▶ **Data excerpts**:

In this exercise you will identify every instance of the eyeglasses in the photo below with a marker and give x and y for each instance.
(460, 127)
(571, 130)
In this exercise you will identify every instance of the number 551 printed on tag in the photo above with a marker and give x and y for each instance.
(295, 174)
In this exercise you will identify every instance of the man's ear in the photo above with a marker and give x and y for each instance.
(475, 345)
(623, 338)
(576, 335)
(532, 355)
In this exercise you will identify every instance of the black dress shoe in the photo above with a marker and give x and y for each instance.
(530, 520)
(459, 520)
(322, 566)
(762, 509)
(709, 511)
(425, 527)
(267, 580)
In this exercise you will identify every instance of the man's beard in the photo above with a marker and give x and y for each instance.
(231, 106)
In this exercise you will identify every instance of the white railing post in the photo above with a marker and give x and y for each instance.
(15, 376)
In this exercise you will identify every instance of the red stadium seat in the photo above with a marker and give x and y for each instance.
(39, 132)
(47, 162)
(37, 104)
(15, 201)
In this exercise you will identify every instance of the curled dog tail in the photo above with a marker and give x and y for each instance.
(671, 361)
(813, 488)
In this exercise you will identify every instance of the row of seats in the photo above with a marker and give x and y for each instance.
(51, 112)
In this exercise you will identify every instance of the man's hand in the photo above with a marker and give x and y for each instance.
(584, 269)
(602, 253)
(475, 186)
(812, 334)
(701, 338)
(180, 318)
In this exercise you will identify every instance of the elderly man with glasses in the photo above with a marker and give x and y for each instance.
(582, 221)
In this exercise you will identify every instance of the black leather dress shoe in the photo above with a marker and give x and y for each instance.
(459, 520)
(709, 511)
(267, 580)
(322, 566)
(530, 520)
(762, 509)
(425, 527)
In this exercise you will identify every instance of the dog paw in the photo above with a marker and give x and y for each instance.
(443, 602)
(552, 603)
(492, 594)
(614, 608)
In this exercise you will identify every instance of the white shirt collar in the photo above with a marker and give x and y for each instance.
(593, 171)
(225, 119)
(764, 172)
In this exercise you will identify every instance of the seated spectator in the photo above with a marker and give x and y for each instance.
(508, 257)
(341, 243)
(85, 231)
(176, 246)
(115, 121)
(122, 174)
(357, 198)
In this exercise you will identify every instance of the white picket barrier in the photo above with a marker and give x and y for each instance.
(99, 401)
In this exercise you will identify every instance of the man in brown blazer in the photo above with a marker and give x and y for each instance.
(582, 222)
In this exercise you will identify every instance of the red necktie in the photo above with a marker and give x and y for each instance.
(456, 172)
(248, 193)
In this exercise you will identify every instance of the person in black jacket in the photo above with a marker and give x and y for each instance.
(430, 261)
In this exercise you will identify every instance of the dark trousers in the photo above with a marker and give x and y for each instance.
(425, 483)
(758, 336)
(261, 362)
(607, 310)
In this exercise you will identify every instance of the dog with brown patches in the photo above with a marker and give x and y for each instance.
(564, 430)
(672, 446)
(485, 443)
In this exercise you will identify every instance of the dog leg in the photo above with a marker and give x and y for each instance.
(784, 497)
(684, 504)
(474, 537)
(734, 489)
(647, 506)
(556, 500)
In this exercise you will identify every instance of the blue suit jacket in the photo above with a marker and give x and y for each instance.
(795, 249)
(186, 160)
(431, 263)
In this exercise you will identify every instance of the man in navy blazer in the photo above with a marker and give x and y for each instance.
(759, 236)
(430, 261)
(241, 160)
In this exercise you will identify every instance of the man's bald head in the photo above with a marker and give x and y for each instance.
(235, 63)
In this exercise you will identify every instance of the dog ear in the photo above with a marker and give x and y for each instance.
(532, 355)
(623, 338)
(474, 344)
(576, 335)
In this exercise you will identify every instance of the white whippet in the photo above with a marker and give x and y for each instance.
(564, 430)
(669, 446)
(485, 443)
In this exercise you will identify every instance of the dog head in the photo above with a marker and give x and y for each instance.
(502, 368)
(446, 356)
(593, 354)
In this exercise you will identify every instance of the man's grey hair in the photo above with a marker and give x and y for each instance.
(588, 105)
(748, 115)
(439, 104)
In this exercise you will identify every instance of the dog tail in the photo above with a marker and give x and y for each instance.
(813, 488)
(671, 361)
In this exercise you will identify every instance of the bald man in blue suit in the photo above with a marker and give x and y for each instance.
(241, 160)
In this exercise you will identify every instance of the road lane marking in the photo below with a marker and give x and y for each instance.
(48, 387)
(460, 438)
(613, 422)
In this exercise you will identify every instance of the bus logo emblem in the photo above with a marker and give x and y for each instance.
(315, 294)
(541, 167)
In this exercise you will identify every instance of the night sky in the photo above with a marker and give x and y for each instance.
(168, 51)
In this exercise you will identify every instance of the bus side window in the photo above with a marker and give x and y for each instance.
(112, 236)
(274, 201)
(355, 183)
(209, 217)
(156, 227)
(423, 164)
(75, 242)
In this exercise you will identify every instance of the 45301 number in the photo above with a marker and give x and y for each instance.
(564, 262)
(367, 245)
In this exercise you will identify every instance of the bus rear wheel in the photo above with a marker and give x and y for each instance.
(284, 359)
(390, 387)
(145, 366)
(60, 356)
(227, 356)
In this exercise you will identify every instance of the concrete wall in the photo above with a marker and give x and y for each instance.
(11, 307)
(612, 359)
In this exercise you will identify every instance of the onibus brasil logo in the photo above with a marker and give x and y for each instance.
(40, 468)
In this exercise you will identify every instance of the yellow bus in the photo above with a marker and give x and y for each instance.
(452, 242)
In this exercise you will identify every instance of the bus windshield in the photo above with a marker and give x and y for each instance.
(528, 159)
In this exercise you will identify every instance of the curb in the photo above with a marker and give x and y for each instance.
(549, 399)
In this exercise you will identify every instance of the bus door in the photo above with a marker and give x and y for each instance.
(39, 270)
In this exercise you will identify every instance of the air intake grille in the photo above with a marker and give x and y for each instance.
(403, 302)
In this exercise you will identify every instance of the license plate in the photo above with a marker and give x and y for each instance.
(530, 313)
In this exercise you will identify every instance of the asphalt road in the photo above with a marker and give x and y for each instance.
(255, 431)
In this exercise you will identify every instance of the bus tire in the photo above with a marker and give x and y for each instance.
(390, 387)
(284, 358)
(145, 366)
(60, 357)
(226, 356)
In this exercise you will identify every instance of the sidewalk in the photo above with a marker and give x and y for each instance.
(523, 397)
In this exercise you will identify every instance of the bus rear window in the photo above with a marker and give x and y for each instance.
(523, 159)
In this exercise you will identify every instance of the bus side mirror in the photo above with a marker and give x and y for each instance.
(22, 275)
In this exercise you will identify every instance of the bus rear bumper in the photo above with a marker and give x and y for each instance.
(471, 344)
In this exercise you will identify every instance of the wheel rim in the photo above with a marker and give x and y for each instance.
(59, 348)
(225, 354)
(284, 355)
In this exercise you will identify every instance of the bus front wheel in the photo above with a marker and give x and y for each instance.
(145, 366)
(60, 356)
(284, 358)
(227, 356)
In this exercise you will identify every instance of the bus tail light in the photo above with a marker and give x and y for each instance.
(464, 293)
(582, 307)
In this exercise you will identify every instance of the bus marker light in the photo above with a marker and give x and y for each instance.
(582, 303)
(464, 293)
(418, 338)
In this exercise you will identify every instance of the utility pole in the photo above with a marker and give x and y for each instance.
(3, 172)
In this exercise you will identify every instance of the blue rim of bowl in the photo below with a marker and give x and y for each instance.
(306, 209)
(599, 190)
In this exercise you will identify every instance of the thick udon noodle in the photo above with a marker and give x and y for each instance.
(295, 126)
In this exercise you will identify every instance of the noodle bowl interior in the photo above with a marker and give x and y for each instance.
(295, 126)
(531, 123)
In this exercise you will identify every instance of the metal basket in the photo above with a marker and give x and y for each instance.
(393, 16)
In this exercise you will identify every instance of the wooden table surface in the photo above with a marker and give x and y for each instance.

▶ **Your objective**: Repeat exactly the lines from the line containing "In this exercise you will identify every instance of the thick" through the end of the listing above; both boundary lines are part of the output.

▶ **Correct response**:
In this exercise you will identify every instance of the thick udon noodle in the photo above with a marker and give x and y for each instance.
(295, 126)
In this exercise you will identify every instance of the noodle bowl interior in the photo above with a marker and give x and y for each instance.
(295, 126)
(531, 123)
In this exercise you will identify every instance of the metal basket in the photo above with a marker and give x and y for each instance.
(393, 16)
In this exercise you will identify every instance of the wooden table surface in the photo above with a marker and give x and y for each instance.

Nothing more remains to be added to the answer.